- What you have to do -
Copy out every line below that contains the word "dark".

- Provided data -
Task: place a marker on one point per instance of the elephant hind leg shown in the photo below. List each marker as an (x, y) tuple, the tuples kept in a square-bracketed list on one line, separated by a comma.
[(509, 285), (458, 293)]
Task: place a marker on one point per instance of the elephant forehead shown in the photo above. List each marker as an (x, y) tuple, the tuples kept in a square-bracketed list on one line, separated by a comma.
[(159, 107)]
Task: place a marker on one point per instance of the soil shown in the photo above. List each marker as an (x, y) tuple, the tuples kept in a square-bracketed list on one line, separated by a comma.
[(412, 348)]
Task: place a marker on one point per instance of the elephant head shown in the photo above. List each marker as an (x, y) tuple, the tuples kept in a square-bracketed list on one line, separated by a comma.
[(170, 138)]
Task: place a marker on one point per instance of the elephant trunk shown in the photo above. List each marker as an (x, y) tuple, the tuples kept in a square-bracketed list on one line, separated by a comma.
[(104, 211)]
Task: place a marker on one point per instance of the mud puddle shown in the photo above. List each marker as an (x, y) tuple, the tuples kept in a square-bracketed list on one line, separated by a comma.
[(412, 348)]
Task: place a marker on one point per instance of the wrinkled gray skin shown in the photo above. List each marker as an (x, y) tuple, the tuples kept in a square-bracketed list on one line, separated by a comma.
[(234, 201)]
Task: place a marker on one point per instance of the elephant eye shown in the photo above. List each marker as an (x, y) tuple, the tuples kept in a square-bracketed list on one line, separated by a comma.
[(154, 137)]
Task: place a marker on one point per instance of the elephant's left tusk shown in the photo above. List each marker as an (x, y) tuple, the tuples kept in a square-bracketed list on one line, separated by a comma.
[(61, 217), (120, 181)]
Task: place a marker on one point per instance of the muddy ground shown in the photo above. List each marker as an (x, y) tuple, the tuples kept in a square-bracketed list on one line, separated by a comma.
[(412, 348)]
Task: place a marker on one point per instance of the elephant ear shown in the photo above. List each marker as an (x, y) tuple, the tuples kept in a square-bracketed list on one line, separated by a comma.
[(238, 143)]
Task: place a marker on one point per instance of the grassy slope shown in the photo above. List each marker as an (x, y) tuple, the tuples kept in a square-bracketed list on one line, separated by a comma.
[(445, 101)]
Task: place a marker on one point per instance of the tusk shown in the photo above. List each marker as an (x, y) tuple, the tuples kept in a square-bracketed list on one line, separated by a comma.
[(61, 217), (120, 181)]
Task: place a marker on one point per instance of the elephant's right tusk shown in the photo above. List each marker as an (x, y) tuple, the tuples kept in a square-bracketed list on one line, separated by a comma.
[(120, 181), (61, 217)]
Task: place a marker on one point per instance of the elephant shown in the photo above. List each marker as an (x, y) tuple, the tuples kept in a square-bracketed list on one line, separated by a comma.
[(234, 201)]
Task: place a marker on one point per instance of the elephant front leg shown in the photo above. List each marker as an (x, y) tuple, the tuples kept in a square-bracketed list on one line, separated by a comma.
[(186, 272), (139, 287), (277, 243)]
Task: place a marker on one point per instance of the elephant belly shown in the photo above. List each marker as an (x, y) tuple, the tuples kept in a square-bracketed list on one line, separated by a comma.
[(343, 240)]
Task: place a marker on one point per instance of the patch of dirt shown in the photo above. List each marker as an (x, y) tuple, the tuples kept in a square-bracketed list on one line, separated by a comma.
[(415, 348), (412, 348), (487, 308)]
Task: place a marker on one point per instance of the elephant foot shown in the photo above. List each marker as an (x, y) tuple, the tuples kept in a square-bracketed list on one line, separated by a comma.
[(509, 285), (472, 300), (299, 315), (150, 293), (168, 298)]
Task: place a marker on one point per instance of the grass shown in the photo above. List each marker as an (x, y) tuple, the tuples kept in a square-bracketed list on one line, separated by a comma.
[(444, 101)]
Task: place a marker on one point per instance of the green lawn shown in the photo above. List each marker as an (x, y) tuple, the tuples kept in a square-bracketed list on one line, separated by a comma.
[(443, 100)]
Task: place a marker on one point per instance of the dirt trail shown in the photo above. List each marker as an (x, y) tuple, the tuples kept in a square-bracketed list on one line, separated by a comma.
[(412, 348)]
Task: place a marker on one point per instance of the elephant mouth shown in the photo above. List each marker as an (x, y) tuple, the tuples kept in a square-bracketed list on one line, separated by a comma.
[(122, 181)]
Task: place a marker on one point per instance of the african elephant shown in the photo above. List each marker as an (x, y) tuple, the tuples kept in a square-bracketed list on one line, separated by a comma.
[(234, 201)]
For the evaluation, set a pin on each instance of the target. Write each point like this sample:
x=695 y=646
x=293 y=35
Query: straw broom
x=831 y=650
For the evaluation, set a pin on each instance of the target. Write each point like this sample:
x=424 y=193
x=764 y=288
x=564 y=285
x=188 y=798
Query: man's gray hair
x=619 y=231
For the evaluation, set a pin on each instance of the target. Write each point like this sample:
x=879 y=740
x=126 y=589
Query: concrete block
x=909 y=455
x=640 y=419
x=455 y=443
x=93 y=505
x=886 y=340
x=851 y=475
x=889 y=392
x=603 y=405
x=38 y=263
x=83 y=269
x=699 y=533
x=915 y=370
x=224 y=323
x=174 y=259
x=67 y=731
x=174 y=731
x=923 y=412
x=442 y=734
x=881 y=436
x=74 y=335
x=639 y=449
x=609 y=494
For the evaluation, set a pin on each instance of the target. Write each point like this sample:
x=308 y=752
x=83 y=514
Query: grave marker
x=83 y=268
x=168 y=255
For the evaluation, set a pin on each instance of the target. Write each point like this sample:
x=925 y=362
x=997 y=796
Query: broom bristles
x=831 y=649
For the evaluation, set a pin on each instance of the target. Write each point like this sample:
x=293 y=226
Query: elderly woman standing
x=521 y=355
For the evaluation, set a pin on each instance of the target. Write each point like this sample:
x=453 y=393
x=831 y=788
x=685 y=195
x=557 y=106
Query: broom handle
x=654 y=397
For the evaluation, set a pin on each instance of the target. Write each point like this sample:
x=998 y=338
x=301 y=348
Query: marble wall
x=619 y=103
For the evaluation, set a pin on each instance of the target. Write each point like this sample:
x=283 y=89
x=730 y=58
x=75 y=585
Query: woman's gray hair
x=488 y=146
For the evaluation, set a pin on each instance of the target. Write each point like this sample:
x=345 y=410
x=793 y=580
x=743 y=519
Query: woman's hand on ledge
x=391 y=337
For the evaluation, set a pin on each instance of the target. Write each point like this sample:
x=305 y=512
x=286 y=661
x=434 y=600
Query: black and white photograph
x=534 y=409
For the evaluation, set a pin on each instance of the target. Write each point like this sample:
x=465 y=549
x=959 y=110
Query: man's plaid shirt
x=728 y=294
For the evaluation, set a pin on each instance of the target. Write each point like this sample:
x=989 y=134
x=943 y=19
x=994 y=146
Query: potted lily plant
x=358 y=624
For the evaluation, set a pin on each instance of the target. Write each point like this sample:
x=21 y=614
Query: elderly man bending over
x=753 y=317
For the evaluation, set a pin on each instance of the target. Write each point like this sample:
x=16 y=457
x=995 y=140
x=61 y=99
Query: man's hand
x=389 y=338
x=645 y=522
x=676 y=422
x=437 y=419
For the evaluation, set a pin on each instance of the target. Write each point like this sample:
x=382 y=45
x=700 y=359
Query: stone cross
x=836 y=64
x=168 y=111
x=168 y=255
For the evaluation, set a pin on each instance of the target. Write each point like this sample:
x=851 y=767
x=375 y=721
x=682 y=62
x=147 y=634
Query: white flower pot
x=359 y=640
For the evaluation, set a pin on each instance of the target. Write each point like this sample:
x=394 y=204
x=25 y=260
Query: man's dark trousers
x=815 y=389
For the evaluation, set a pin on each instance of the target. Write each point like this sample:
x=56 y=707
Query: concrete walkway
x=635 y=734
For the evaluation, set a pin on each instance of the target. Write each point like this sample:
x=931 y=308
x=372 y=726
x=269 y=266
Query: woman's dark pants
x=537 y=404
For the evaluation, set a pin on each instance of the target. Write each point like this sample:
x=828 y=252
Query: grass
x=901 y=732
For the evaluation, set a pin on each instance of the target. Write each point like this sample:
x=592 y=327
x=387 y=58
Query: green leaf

- Task answer -
Query: man's dark trousers
Query: woman's dark pants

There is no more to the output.